### SHORT EXERCISE
Reproduce the entries below verbatim, starting with the line that contains "Could you indicate the baseboard" and going on through the end of the entries.

### EXCERPTED RECORDS
>> Start
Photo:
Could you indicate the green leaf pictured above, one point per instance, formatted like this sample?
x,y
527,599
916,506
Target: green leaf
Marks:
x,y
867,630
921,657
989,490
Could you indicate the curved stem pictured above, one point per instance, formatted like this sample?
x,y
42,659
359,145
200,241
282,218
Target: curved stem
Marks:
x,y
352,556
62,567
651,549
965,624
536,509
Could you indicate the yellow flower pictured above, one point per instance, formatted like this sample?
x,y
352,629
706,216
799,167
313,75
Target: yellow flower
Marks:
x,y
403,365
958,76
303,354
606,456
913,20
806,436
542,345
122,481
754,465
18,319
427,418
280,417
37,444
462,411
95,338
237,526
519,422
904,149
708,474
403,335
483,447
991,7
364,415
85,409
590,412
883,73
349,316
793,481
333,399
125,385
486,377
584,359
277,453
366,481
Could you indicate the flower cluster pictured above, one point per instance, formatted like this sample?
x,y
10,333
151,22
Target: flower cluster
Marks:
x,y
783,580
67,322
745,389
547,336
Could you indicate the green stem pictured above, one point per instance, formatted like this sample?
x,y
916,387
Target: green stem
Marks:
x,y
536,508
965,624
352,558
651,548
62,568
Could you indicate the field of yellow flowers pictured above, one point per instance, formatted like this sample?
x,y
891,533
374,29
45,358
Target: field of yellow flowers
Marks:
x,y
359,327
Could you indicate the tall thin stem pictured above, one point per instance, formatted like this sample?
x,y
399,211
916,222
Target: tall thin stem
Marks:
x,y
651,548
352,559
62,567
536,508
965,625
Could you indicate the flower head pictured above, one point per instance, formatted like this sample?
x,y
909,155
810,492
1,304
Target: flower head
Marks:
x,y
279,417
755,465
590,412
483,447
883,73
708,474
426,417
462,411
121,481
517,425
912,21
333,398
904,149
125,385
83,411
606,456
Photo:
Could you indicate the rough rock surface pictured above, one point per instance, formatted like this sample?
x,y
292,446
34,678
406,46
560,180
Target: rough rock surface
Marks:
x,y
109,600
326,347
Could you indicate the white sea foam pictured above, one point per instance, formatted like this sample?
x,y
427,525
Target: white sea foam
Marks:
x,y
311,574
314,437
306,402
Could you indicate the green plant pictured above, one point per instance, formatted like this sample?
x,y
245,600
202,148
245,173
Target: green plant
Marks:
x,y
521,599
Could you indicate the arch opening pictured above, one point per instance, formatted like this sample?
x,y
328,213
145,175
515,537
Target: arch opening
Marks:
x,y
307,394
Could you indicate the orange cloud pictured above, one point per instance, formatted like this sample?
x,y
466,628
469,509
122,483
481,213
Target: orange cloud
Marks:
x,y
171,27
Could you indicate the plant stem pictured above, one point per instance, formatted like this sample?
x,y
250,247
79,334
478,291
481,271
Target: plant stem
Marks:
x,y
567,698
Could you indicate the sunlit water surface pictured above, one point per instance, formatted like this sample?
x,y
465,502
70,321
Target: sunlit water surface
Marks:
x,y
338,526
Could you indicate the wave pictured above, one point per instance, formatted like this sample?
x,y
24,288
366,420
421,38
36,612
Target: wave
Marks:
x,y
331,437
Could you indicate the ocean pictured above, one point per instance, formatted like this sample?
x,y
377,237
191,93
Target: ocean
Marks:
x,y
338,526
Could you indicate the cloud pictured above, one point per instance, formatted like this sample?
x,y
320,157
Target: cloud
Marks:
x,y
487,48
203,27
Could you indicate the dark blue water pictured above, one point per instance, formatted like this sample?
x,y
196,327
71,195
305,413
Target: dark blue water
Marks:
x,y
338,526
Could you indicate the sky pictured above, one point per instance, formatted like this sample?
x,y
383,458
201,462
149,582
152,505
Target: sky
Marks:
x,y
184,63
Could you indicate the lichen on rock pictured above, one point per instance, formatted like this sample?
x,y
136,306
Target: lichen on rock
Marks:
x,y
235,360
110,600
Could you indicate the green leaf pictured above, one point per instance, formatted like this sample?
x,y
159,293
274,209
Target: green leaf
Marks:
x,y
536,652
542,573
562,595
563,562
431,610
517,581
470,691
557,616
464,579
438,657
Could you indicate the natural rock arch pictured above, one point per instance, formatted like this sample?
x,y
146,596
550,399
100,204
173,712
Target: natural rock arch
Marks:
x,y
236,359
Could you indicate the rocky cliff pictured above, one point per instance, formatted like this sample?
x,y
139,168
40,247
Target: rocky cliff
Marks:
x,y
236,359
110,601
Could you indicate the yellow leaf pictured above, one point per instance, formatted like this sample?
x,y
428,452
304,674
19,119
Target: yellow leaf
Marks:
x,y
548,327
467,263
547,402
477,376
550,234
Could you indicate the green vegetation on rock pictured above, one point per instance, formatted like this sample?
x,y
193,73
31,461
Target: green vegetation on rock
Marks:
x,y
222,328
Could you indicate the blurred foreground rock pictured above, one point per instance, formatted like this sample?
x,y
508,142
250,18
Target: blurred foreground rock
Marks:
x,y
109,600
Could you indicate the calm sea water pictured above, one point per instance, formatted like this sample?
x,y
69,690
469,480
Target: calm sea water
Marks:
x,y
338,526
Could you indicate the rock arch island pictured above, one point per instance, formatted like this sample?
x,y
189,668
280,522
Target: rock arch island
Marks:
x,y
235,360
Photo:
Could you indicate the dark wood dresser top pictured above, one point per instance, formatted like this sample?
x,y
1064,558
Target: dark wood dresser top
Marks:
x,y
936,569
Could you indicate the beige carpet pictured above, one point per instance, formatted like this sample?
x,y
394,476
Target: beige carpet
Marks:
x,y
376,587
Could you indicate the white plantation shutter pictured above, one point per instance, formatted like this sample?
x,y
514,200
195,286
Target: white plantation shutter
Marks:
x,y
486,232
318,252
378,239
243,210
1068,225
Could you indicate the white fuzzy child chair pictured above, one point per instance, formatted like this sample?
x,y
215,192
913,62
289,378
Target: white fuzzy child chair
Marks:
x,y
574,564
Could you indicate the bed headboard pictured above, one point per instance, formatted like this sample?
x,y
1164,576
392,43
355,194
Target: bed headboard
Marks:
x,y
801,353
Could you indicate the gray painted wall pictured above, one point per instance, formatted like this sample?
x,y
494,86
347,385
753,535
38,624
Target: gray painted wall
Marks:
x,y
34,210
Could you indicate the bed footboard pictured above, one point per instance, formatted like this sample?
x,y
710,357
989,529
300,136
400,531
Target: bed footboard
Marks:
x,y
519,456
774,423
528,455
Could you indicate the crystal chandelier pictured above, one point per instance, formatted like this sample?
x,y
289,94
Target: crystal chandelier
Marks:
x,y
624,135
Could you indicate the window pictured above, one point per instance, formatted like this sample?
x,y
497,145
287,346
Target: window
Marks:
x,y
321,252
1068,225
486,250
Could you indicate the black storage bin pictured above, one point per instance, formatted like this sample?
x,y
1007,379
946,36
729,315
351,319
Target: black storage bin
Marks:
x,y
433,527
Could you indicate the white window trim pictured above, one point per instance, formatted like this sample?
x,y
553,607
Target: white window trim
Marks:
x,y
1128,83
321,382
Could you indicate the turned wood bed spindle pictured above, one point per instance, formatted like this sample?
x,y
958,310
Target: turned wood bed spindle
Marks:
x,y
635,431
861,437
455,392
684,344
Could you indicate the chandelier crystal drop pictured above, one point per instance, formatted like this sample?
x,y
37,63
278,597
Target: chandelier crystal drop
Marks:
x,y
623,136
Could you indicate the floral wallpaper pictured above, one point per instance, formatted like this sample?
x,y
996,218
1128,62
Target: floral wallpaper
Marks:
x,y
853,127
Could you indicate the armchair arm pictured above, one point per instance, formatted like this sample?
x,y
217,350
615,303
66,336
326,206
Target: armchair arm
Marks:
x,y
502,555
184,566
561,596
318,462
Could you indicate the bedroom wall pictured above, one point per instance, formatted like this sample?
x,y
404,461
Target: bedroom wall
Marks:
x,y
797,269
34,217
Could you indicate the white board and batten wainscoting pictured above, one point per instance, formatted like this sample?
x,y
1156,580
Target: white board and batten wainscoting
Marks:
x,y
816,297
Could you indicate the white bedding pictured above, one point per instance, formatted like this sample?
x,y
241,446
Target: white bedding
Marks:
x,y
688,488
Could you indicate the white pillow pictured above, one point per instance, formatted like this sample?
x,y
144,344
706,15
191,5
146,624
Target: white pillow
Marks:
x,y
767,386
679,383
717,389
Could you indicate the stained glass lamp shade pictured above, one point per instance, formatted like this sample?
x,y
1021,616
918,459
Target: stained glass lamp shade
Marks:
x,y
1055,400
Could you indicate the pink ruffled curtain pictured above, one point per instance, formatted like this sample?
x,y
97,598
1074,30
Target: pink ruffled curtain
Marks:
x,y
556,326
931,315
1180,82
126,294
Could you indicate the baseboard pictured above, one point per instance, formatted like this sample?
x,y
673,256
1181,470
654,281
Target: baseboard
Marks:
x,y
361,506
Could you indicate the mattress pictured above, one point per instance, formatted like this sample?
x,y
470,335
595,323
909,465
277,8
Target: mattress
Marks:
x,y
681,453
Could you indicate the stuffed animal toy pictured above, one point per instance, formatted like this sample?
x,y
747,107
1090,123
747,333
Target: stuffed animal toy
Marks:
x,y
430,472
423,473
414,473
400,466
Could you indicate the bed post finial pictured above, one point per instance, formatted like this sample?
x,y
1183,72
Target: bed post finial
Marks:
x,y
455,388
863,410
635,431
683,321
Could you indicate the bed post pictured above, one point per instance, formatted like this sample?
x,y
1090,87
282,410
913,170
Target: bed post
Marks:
>> End
### ANSWER BELOW
Could you indicate the baseboard pictured above, one point per instance, formatted like this sample?
x,y
673,256
1181,470
654,281
Target: baseboard
Marks:
x,y
361,506
Could you indicate the mattress pictured above, one point per instance, formatted like this sample?
x,y
470,335
595,323
909,465
277,8
Target: mattress
Marks:
x,y
681,453
Could you indicate the stuffed animal toy pictured above, one point per instance, formatted like this sample?
x,y
747,107
1090,123
747,333
Target: stuffed animal toy
Marks:
x,y
430,472
423,473
414,473
400,466
Could you indicate the bed post finial pictured above, one point per instance, formatted like this sample?
x,y
1183,72
Target: bed post finial
Marks:
x,y
455,388
863,410
635,431
683,321
Could you indicate the bed post pictured above, one point per instance, formatted like this sample?
x,y
1090,87
282,410
913,170
Target: bed post
Marks:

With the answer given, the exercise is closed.